Input data
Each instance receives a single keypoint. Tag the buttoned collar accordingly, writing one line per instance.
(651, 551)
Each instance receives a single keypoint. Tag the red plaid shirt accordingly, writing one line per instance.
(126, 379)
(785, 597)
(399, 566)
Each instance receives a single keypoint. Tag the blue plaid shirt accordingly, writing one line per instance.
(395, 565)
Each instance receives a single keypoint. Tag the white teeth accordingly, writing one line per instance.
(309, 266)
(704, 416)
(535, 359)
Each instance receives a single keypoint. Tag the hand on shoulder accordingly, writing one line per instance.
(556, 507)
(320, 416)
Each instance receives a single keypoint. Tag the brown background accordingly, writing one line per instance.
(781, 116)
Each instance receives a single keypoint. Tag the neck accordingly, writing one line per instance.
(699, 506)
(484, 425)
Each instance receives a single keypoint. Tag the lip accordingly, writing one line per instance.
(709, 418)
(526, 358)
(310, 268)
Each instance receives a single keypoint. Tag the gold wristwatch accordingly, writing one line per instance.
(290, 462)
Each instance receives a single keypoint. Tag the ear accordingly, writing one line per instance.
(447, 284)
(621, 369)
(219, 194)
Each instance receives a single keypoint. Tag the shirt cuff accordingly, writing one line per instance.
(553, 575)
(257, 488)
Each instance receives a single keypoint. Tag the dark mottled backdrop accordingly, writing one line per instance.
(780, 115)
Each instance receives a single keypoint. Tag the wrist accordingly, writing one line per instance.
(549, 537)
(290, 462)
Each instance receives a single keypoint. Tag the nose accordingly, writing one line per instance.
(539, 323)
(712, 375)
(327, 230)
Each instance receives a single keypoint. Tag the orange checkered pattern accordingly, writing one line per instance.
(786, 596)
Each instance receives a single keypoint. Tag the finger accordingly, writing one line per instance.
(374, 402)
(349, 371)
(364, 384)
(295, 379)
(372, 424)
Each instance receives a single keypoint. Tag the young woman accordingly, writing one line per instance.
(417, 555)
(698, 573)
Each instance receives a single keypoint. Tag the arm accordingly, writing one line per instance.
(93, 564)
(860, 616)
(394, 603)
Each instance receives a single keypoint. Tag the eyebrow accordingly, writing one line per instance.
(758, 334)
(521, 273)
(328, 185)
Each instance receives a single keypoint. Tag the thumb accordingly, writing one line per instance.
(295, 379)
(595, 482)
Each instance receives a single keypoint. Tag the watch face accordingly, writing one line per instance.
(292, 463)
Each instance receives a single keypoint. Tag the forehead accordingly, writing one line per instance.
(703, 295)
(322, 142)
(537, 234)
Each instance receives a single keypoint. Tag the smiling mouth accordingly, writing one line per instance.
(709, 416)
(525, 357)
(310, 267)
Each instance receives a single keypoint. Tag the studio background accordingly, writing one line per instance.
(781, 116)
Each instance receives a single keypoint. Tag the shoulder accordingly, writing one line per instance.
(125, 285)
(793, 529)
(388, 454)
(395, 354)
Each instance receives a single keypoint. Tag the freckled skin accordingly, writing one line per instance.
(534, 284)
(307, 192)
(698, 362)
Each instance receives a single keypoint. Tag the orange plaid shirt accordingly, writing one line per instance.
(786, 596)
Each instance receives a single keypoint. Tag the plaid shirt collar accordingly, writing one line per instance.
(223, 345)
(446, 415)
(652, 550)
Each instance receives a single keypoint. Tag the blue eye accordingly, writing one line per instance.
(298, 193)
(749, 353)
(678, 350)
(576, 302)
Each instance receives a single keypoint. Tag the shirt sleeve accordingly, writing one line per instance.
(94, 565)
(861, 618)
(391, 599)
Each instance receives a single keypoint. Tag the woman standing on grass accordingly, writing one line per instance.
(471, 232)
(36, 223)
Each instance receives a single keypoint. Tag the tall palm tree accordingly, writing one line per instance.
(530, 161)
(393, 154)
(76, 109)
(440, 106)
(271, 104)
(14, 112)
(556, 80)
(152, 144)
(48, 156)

What to work on
Go through the entries above and restate each one exactly.

Expected answer
Each instance receives a single keypoint. Tag the buttoned collar accordingly, writing one line per instance.
(651, 551)
Each instance receives a single keypoint. Tag the red plaid shirt accordingly, writing one line per instance.
(126, 379)
(785, 597)
(399, 566)
Each instance receives a single keypoint. Tag the blue plaid shirt accordingly, writing one line per instance.
(395, 565)
Each instance receives a single keypoint. Tag the white teeth accordingly, writing one line per instance.
(309, 266)
(704, 416)
(535, 359)
Each instance receives a single keypoint. Tag the hand on shoulder accordingly, writing one line per instance.
(556, 507)
(320, 416)
Each instance receives a single keypoint. Tag the brown background accordingly, writing one line per instance.
(781, 116)
Each instance receives a single keypoint. Tag the neck accordingly, writing one line per instance.
(699, 506)
(484, 425)
Each instance receives a single keypoint. Tag the lip accordingly, writing one line per instance.
(709, 418)
(526, 358)
(310, 268)
Each instance receives a single keypoint. Tag the gold wristwatch accordingly, writing one line per instance.
(290, 462)
Each instance receives a single keypoint. Tag the ear accordingly, writing one line per instance.
(447, 284)
(621, 369)
(219, 194)
Each instance receives a single keypoint. Tag the shirt cuff accordingly, writing one line per instance.
(553, 575)
(257, 488)
Each instance receives a single keypoint. Tag the dark mottled backdrop accordingly, writing one line per instance.
(780, 115)
Each instance receives a single keypoint. Tag the wrist accordingly, writing one line per instance.
(549, 537)
(290, 462)
Each instance receives a single keypoint. Tag the nose accordingly, writing one line per instance.
(539, 323)
(712, 375)
(327, 230)
Each instance receives a single keypoint. Tag the orange checkered pattern accordingly, writing one line per instance.
(786, 596)
Each instance receives a single keypoint. Tag the finger accordingly, writing one line per instance.
(374, 402)
(349, 371)
(364, 384)
(295, 379)
(372, 424)
Each instance receives a single keypoint. Tag the young woman accordingly, writing one line per instance.
(417, 555)
(698, 573)
Each instance receives a single keypoint. Tag the arm accordingly, writing one line per instance.
(93, 564)
(860, 616)
(394, 603)
Each instance receives a single keypoint. Tag the eyebrow accordingly, writing one line per instance.
(758, 334)
(521, 273)
(328, 185)
Each instance receives a single keypoint. Tag the thumb accordingly, writing one line per instance.
(295, 379)
(595, 482)
Each instance receives a single keypoint. Tag the watch face accordingly, writing one line per instance.
(292, 463)
Each instance receives a single keypoint. Tag the forehead accordingly, writing one line per instance.
(703, 295)
(322, 142)
(537, 234)
Each instance receives a single keypoint. Tag the smiling mouth accordingly, writing one line per instance.
(709, 416)
(525, 357)
(310, 267)
Each instance receives a single keypoint. Tag the studio background accordingly, writing one line per instance.
(781, 116)
Each instance receives a single keypoint. Tag the shoulder accordingly, writing one line per instance.
(125, 285)
(793, 529)
(388, 454)
(395, 354)
Each instance receives a single keypoint. Tag the freckled skin accordingly, writing one line per instance.
(534, 284)
(307, 192)
(698, 362)
Each instance receives a single keypoint. Tag the orange plaid shirt accordingly, writing one line per instance.
(786, 596)
Each instance receives a single keypoint. Tag the plaid shirt collar accordingly, writing one line per instance.
(223, 345)
(446, 415)
(652, 550)
Each instance receives a single keypoint. Tag the blue eye accordingly, writing one line per instance.
(298, 193)
(749, 353)
(678, 350)
(576, 302)
Each instance receives a single keypoint. Tag the shirt sleeve accordingly, writing one line per instance.
(94, 565)
(861, 618)
(391, 599)
Each instance receives a single keypoint. Tag the woman standing on grass accordingly, writing one line per instance.
(471, 232)
(36, 223)
Each instance receives a single keypoint. Tag the tall palm tree accordingly, writing one line per instance.
(530, 161)
(393, 154)
(76, 109)
(440, 106)
(271, 104)
(14, 112)
(556, 80)
(152, 144)
(48, 156)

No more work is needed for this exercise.